▶ _What this task involves_: Reproduce every line of the material below verbatim, leaving out the pictures.

▶ _The data_:
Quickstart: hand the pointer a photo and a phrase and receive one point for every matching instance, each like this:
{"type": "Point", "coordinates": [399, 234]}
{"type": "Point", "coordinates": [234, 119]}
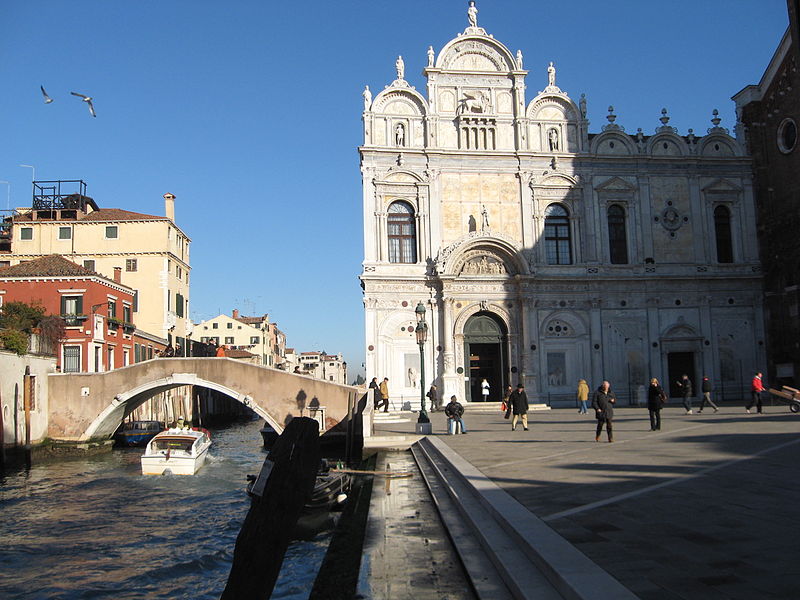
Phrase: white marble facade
{"type": "Point", "coordinates": [648, 265]}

▶ _Result for this task_:
Quickstart: hand the pointer a photo and a phrase and receive one point for every matching instance, each like this:
{"type": "Point", "coordinates": [399, 234]}
{"type": "Point", "coordinates": [234, 119]}
Phrase: white marble facade
{"type": "Point", "coordinates": [648, 265]}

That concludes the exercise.